===== Records provided

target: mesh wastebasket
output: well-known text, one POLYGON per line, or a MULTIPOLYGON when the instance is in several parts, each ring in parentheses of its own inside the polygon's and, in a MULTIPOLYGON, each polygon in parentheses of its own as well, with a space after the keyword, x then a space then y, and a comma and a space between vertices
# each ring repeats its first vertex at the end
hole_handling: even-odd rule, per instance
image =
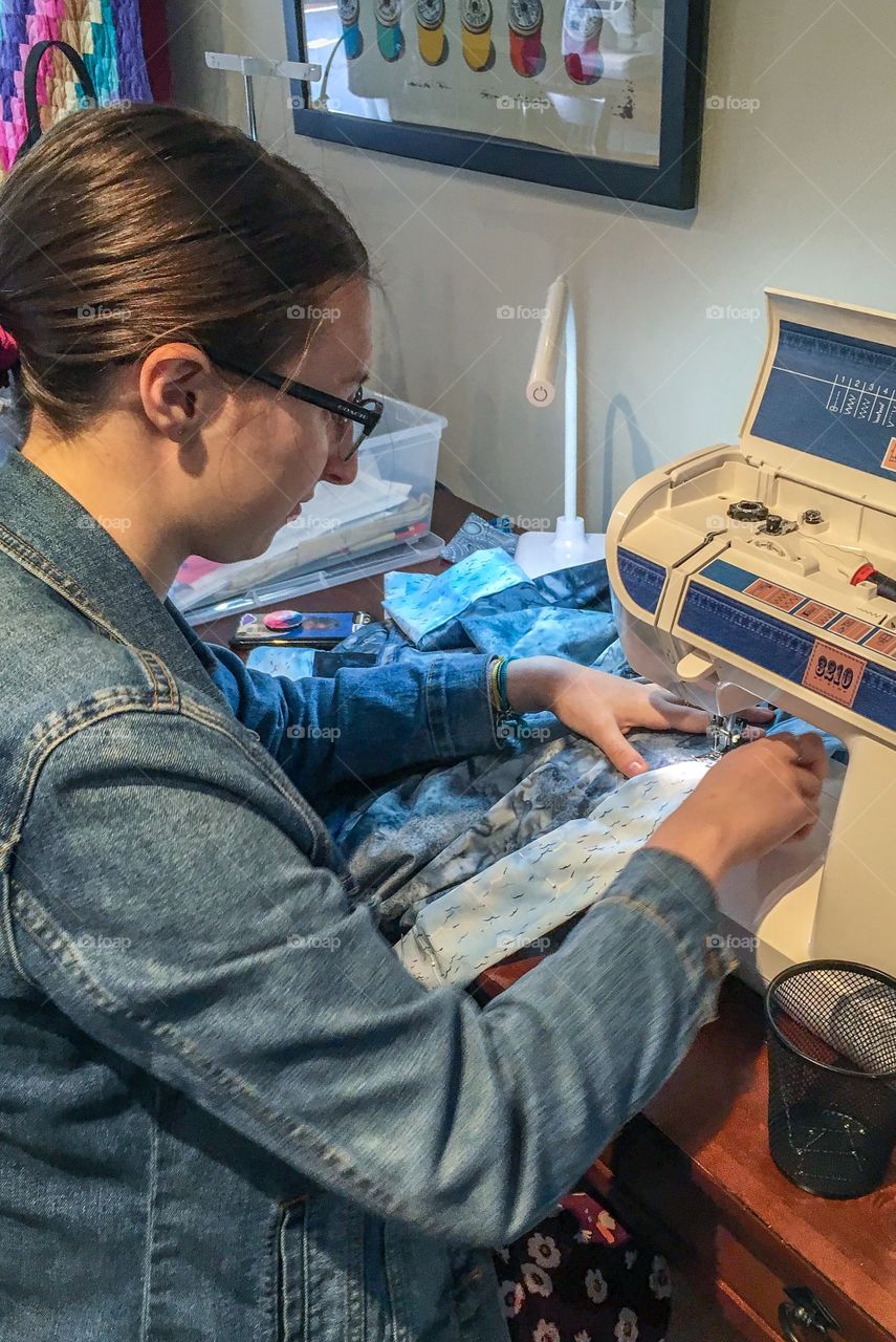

==========
===== Records provided

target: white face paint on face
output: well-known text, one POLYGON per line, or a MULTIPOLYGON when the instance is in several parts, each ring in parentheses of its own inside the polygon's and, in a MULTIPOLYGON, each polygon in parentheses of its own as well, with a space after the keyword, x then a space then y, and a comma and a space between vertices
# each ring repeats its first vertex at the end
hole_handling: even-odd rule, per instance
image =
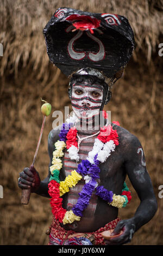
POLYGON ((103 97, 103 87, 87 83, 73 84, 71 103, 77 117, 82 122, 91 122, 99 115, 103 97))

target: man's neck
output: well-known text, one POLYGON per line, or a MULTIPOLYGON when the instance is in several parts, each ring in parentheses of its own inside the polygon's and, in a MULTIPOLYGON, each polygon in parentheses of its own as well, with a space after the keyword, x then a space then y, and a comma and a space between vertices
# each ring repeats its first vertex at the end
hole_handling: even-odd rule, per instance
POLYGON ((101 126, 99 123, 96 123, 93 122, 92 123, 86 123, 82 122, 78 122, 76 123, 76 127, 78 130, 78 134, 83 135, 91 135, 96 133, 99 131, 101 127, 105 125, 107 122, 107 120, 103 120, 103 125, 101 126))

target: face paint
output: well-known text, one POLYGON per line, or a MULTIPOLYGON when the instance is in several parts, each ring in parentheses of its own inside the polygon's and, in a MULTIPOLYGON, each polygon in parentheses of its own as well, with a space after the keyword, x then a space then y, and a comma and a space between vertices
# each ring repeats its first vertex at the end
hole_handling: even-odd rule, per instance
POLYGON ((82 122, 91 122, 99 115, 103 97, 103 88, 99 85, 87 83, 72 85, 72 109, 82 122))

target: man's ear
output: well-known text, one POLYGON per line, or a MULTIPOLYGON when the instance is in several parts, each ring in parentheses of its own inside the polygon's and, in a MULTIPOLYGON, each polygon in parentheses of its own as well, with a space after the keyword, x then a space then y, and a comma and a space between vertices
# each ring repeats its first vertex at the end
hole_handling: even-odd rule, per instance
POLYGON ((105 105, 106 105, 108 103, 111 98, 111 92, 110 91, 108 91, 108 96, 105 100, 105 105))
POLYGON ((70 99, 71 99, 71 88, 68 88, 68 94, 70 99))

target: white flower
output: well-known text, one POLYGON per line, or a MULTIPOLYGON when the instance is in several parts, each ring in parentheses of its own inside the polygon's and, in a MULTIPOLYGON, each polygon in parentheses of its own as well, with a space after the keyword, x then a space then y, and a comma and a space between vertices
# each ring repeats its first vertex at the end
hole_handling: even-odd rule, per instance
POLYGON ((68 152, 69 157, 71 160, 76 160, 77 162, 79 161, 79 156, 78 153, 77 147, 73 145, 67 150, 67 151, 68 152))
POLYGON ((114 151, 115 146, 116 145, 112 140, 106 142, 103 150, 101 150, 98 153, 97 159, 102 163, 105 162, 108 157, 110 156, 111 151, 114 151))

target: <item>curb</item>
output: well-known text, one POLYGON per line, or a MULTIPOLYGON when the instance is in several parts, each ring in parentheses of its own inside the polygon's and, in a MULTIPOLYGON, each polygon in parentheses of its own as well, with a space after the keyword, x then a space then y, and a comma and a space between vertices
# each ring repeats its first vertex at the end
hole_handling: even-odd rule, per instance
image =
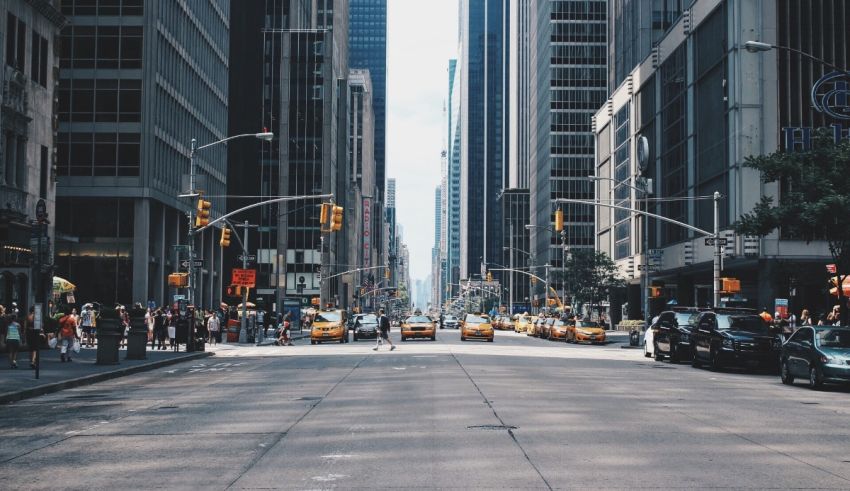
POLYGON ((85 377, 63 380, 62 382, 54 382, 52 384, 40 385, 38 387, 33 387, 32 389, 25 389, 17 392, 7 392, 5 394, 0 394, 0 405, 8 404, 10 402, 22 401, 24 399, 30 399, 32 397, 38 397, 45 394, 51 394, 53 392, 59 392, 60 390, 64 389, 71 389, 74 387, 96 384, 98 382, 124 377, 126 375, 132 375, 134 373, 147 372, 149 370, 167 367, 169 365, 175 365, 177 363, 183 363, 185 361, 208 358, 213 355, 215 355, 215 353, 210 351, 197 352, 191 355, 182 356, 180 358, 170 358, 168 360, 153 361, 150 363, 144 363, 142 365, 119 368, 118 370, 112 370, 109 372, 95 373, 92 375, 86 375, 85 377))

==========
===== Records provided

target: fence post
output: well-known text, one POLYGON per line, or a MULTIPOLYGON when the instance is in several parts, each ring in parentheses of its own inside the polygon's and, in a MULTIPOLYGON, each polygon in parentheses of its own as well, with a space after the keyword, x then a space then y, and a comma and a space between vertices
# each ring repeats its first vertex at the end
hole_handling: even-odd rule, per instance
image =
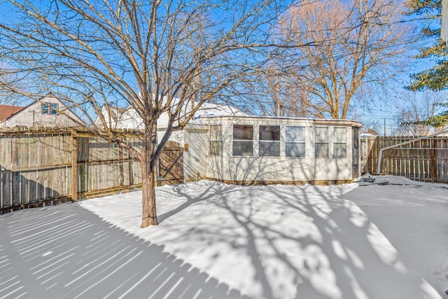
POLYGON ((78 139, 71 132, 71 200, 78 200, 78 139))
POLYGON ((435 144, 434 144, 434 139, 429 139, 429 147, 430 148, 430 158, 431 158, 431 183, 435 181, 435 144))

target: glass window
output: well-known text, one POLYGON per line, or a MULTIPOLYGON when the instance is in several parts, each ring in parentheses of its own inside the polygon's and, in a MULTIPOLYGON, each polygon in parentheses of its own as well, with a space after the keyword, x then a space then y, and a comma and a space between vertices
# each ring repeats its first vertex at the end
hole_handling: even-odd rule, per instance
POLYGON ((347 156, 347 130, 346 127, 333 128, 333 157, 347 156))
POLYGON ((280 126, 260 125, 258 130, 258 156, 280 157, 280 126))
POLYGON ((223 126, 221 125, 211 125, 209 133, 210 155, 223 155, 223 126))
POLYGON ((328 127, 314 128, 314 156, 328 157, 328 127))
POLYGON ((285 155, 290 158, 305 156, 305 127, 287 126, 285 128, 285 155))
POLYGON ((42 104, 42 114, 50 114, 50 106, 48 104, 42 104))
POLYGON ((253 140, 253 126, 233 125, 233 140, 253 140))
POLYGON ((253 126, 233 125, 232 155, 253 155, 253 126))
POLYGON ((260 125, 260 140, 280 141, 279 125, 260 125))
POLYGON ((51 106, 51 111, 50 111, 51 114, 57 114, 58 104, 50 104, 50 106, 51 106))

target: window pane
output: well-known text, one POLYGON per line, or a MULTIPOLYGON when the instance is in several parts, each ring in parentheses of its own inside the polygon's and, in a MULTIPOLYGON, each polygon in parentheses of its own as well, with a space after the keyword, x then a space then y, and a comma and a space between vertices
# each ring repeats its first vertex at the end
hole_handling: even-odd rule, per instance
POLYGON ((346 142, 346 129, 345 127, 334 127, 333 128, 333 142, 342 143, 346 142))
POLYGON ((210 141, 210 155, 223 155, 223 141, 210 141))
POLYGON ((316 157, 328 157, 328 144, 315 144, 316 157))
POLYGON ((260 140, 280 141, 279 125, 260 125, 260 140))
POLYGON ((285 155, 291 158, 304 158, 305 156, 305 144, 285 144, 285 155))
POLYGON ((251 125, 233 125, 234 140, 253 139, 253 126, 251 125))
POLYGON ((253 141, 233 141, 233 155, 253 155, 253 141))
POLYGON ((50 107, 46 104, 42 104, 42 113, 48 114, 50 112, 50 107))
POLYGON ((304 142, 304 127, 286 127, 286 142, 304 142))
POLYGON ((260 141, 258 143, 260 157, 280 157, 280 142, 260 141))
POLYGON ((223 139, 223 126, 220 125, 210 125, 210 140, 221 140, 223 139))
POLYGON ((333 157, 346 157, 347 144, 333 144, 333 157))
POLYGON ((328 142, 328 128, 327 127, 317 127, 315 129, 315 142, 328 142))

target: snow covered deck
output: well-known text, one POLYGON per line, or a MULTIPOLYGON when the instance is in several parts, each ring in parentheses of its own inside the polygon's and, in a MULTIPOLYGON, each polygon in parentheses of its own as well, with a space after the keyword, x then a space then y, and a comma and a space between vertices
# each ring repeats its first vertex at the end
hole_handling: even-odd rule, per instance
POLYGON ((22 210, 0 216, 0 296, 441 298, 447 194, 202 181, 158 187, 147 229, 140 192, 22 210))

==========

__Work to complete__
Reproduce the records verbatim, from the line containing "target: white face paint on face" through the line containing "POLYGON ((70 99, 71", with both of those lines included. Omit the pictures from your copy.

__Full solution__
target: white face paint on face
output: well-known text, one POLYGON per line, or a MULTIPOLYGON when the instance is in several parts, each ring in parentheses of its own inside the polygon's and, in a MULTIPOLYGON, each polygon in parentheses of its own as well, with a space after the keyword, x then a space then y, and a comma and a space between vertices
# each ring repeats its first vertex at the end
hole_handling: even-odd rule, per instance
image =
POLYGON ((103 97, 103 87, 87 83, 73 84, 71 103, 77 117, 82 122, 91 122, 99 115, 103 97))

target: man's neck
output: well-known text, one POLYGON per line, or a MULTIPOLYGON when the instance is in several parts, each ring in parentheses of its own inside the polygon's and, in a MULTIPOLYGON, each polygon in parentheses of its own as well, with a space after the keyword, x then a space then y, and a comma and a space between vertices
# each ring repeats its first vertex at the end
hole_handling: even-odd rule, per instance
POLYGON ((101 126, 99 123, 96 123, 93 122, 92 123, 86 123, 82 122, 78 122, 76 123, 76 127, 78 130, 78 134, 83 135, 91 135, 96 133, 99 131, 101 127, 105 125, 107 122, 107 120, 103 120, 103 125, 101 126))

target: face paint
output: well-known text, one POLYGON per line, or a MULTIPOLYGON when the instance is in several parts, each ring in parentheses of its own inside the polygon's and, in a MULTIPOLYGON, each polygon in parentheses of its own as well, with a space after the keyword, x then a space then y, and a comma and a space between vertices
# each ring repeats its first vertex at the end
hole_handling: even-odd rule, per instance
POLYGON ((82 122, 91 122, 99 115, 103 97, 103 88, 99 85, 87 83, 72 85, 72 109, 82 122))

target: man's ear
output: well-known text, one POLYGON per line, or a MULTIPOLYGON when the instance is in several parts, each ring in parentheses of its own inside the polygon's and, in a MULTIPOLYGON, each polygon in parentheses of its own as well, with a space after the keyword, x then a space then y, and a comma and a space between vertices
# each ring repeats its first vertex at the end
hole_handling: even-odd rule, per instance
POLYGON ((105 105, 106 105, 108 103, 111 98, 111 92, 110 91, 108 91, 108 96, 105 100, 105 105))
POLYGON ((70 99, 71 99, 71 88, 68 88, 68 94, 70 99))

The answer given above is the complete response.